Source data:
'''

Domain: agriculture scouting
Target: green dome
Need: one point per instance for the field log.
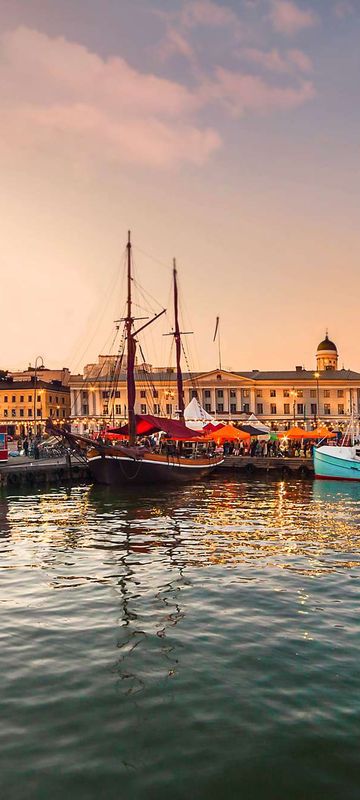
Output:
(327, 344)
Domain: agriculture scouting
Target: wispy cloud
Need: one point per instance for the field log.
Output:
(287, 18)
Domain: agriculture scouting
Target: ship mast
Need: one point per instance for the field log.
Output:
(131, 350)
(177, 335)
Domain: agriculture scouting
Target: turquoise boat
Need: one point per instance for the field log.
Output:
(337, 463)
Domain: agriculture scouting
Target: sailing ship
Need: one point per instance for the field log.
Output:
(180, 457)
(340, 462)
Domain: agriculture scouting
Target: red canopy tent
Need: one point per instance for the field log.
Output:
(146, 424)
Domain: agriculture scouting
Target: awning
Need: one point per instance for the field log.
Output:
(146, 424)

'''

• Exercise task
Every record above should be written out again without change, except that the pictures are left out.

• Solved problem
Domain: agriculture scouting
Target: green dome
Need: one point per instance for the field log.
Output:
(327, 344)
Domain: agriculture scouting
Target: wispy cloud
Need: one point per instance for the field log.
Output:
(287, 18)
Domain: agriculture scouting
Target: ship mast
Need: one point per instance for the field log.
Output:
(131, 350)
(177, 335)
Domain: agriculture scouting
Target: turquoise boat
Need: one point per instance for the field log.
Output:
(337, 463)
Domain: agriculture scouting
Target: sailing ship
Need: one point per instance for the field log.
Output:
(180, 457)
(340, 462)
Domain: agriculture scouting
Target: red canopy tent
Need: one point per instance for the field log.
Output:
(146, 424)
Domain: agriculture scouting
Target: awning
Need: one point per instance for the field log.
Output:
(146, 424)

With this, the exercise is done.